However, the concept has been embraced by the Department of Defense (DoD) and evolved dramatically since the 2010 CSBA ASB report. ASB was reworked, differing substantially in tone, as well as in substance from the CSBA ASB concept. This new version of ASB, in order to avoid any lingering confusion, was treated to multiple official DoD briefings and explanations. Most Pentagon officials this author has spoken with over the last several years have explained ASB as a necessary aspect of America’s reconceptualization of how its armed forces will need to counter antiaccess challenges in a post–“war on terror” world and not as a strategy to fight a war against China, as many in the media have portrayed the concept.

EXERCISE SET:
1) Translate this sentence from the ASB passage into Spanish: "ASB was reworked, differing substantially in tone, as well as in substance from the CSBA ASB concept."
2) According to the ASB passage, what was the new version of ASB treated to in order to avoid any lingering confusion?
None of the rows after this point are needed.

STORED RECORDS:
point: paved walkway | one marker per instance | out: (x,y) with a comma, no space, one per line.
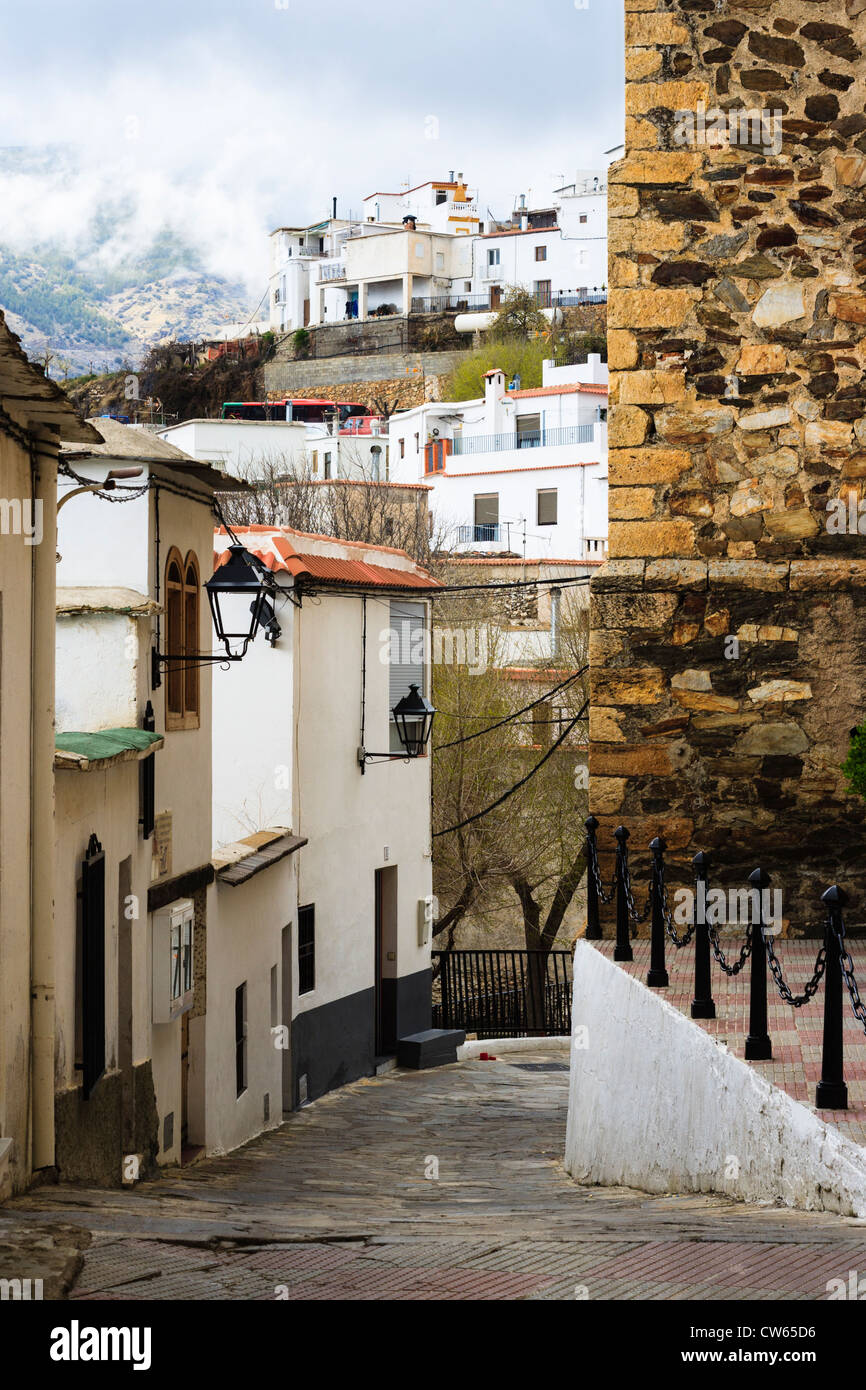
(337,1204)
(795,1033)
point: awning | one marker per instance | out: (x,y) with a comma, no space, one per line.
(245,858)
(82,752)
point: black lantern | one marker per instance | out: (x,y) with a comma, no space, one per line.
(241,597)
(413,716)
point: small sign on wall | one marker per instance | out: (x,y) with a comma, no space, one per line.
(160,863)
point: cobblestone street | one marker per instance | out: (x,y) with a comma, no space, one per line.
(337,1204)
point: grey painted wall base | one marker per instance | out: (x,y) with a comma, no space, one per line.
(335,1044)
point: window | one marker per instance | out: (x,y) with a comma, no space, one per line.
(406,656)
(173,961)
(306,950)
(528,431)
(487,517)
(241,1039)
(182,591)
(274,997)
(542,292)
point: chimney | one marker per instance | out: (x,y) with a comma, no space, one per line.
(494,392)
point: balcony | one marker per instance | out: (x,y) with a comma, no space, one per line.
(449,303)
(478,533)
(526,439)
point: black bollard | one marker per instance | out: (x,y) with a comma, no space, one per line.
(702,1004)
(831,1093)
(656,976)
(758,1047)
(594,926)
(623,941)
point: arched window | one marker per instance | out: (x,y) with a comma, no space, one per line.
(182,590)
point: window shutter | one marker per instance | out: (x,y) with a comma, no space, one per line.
(93,965)
(406,651)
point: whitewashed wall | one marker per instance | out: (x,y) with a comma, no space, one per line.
(655,1102)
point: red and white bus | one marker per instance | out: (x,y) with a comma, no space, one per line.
(298,409)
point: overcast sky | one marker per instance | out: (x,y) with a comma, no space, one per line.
(228,117)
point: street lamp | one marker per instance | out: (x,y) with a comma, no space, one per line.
(241,595)
(413,716)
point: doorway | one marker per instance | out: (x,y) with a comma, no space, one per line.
(285,1018)
(385,961)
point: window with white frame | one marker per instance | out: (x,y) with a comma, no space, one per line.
(173,961)
(407,659)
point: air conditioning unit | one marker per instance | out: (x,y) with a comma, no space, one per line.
(173,962)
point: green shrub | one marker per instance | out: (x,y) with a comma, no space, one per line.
(854,766)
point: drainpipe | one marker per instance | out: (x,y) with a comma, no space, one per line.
(42,813)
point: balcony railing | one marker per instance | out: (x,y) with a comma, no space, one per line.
(477,533)
(456,303)
(481,303)
(523,439)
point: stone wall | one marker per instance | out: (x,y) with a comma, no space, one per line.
(729,626)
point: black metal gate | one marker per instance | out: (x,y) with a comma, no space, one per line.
(503,994)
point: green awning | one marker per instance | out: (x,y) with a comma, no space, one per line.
(109,745)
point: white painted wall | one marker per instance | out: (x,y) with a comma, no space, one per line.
(655,1102)
(243,944)
(97,672)
(238,446)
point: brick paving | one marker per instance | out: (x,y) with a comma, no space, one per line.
(335,1205)
(795,1033)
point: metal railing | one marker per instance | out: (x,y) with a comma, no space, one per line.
(477,533)
(523,439)
(505,994)
(833,965)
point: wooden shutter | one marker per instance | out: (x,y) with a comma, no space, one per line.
(406,651)
(93,966)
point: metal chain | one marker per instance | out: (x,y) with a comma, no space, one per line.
(745,950)
(847,963)
(633,912)
(795,1000)
(669,920)
(599,887)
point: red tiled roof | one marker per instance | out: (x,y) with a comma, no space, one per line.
(584,388)
(506,559)
(280,555)
(534,467)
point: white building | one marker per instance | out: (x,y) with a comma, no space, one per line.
(556,252)
(338,268)
(34,416)
(519,471)
(249,448)
(296,717)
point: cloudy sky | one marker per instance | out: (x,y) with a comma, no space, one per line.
(227,117)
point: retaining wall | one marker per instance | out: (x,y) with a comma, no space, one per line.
(655,1102)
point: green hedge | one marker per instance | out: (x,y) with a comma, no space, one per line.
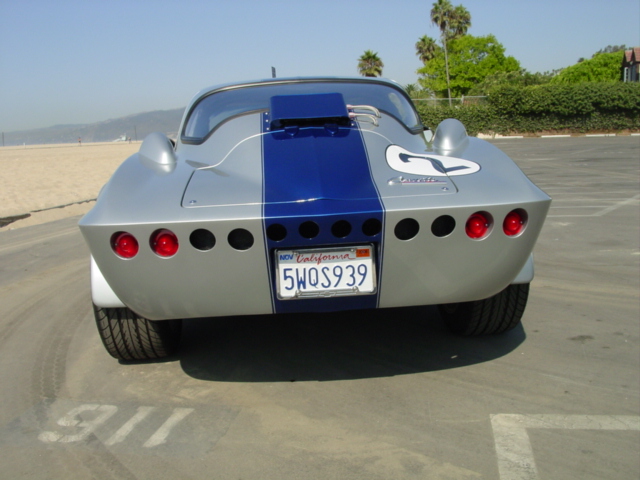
(587,107)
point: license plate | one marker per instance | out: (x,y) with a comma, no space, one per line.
(325,272)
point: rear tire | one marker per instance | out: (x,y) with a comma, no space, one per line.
(496,314)
(128,336)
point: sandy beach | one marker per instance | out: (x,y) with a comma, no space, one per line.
(49,182)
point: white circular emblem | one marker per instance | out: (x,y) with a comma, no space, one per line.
(429,165)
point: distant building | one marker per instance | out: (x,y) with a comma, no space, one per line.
(631,65)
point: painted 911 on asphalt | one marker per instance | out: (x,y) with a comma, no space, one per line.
(309,195)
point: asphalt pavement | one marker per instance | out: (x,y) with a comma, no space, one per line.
(388,394)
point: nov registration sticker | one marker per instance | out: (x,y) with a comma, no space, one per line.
(327,272)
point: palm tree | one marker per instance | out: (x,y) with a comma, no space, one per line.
(452,22)
(370,65)
(426,48)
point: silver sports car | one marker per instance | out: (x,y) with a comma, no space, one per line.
(309,195)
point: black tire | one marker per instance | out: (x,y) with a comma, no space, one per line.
(128,336)
(496,314)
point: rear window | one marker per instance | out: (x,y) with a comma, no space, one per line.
(221,105)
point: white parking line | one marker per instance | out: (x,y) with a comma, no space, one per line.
(162,433)
(604,210)
(513,448)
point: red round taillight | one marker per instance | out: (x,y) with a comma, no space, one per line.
(124,244)
(164,243)
(478,225)
(514,222)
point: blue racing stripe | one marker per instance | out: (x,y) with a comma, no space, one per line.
(319,174)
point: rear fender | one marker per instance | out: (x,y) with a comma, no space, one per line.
(526,274)
(101,293)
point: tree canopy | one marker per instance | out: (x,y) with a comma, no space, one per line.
(453,22)
(471,61)
(603,67)
(370,65)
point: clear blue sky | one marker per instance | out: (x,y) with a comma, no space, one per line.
(65,62)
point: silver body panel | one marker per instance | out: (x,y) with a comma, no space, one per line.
(217,185)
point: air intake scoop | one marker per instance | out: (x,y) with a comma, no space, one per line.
(308,110)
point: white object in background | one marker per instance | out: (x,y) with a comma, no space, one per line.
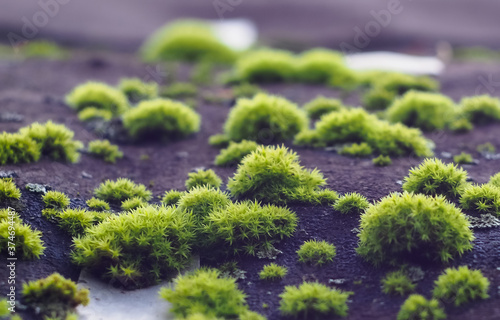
(397,62)
(238,34)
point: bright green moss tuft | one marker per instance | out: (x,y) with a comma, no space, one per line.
(481,199)
(54,297)
(416,307)
(258,227)
(137,249)
(55,200)
(351,203)
(161,118)
(136,90)
(273,271)
(427,111)
(413,226)
(186,40)
(97,95)
(54,140)
(105,150)
(120,190)
(321,106)
(480,109)
(397,282)
(203,178)
(433,177)
(273,174)
(266,65)
(265,119)
(461,286)
(316,252)
(312,300)
(17,148)
(235,152)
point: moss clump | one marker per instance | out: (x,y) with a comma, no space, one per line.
(312,300)
(266,65)
(55,200)
(321,106)
(433,177)
(357,126)
(397,282)
(265,119)
(97,95)
(427,111)
(17,148)
(235,152)
(28,242)
(105,150)
(203,178)
(461,286)
(120,190)
(351,203)
(206,292)
(161,118)
(256,226)
(413,226)
(186,40)
(54,140)
(417,307)
(54,296)
(480,109)
(136,90)
(382,161)
(97,204)
(274,174)
(463,158)
(138,248)
(481,199)
(273,271)
(316,252)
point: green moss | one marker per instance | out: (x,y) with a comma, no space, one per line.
(461,286)
(316,252)
(97,95)
(321,106)
(161,118)
(266,65)
(313,301)
(138,248)
(205,291)
(417,307)
(120,190)
(273,174)
(481,199)
(480,109)
(54,296)
(203,178)
(382,161)
(17,148)
(54,140)
(351,203)
(258,227)
(433,177)
(397,282)
(186,40)
(357,126)
(413,226)
(427,111)
(105,150)
(136,90)
(235,152)
(265,119)
(273,271)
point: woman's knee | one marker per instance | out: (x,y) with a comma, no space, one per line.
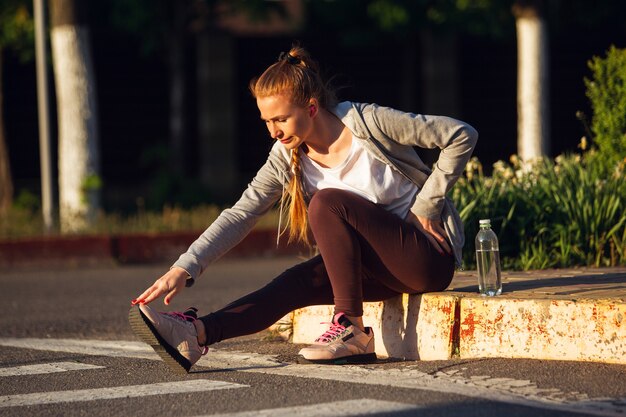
(329,201)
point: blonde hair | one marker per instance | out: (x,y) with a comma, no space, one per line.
(297,76)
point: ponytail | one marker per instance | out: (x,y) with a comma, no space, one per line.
(298,219)
(296,75)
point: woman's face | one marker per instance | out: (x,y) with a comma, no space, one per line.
(288,123)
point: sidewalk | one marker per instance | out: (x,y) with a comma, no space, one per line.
(567,314)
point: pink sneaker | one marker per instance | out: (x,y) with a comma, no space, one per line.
(173,336)
(342,343)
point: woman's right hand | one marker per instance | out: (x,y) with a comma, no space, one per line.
(170,284)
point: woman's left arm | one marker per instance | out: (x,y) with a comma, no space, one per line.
(455,138)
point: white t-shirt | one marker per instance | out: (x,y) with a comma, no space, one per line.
(363,175)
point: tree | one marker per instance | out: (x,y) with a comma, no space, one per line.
(532,79)
(16,32)
(79,165)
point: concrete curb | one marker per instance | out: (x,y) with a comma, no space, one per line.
(464,325)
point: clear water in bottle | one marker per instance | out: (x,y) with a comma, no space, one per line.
(488,260)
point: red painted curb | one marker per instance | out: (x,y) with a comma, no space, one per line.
(128,249)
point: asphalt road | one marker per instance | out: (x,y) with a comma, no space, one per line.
(66,349)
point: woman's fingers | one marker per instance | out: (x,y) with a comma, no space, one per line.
(434,232)
(171,284)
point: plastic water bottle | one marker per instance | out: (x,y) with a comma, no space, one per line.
(488,260)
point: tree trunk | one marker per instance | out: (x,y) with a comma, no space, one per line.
(440,74)
(79,166)
(176,58)
(6,181)
(532,80)
(216,114)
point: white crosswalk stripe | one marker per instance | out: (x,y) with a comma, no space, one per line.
(40,398)
(404,377)
(46,368)
(346,408)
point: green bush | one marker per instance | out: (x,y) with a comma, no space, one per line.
(559,213)
(607,93)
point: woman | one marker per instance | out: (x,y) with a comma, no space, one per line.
(348,173)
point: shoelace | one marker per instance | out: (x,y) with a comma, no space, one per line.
(332,333)
(181,316)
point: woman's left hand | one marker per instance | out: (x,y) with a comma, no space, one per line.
(433,230)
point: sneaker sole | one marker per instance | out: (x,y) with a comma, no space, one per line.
(346,360)
(144,329)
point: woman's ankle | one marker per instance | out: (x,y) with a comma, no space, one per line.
(357,322)
(199,325)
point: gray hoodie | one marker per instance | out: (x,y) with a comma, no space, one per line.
(389,135)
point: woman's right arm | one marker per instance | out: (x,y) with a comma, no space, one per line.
(231,226)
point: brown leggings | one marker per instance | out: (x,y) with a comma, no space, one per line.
(366,254)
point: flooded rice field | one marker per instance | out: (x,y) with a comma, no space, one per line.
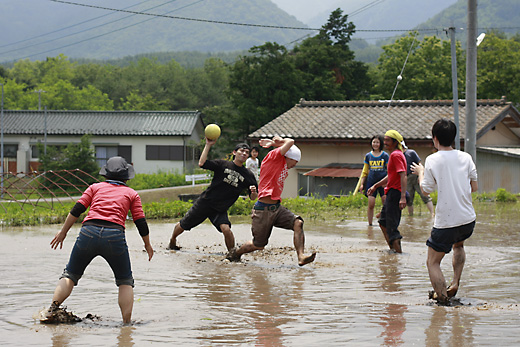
(355,293)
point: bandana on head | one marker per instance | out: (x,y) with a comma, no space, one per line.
(294,153)
(396,136)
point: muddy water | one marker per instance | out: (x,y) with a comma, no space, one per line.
(356,293)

OUTPUTS BY TASK:
1) El ASB fue reelaborado y pasó a diferir sustancialmente en tono, así como en sustancia, del concepto ASB del CSBA.

2) Multiple official DoD briefings and explanations.